| How to complete this task |
From the line that includes "Pin every instance of the blue" down to the final line of the data below, copy every line exactly and leave the rest out.

Start of Provided material

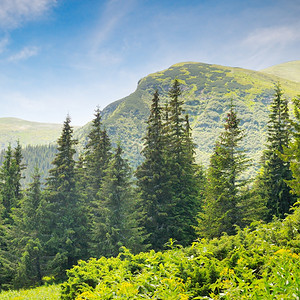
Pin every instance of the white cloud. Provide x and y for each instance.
(24, 54)
(111, 18)
(3, 44)
(272, 36)
(13, 12)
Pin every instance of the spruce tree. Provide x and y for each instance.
(96, 158)
(181, 171)
(291, 153)
(115, 222)
(64, 213)
(27, 235)
(11, 194)
(152, 179)
(275, 171)
(223, 192)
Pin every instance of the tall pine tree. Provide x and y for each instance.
(291, 153)
(275, 171)
(115, 222)
(64, 212)
(96, 158)
(152, 179)
(181, 171)
(223, 193)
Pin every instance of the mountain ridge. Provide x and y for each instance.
(207, 90)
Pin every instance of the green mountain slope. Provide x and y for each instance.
(207, 92)
(28, 133)
(289, 70)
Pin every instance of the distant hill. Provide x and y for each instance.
(28, 133)
(289, 70)
(207, 92)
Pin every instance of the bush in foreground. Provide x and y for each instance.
(260, 262)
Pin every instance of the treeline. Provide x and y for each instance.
(94, 205)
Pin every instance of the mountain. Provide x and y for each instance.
(207, 93)
(289, 70)
(28, 133)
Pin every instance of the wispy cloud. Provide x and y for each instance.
(3, 44)
(13, 12)
(272, 36)
(110, 19)
(24, 54)
(267, 46)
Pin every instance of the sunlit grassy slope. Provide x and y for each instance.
(28, 133)
(41, 293)
(289, 70)
(207, 92)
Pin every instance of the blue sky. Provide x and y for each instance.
(60, 57)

End of Provided material

| Exercise solution |
Pin every instance of the blue sky. Provide x and y for each instance.
(60, 57)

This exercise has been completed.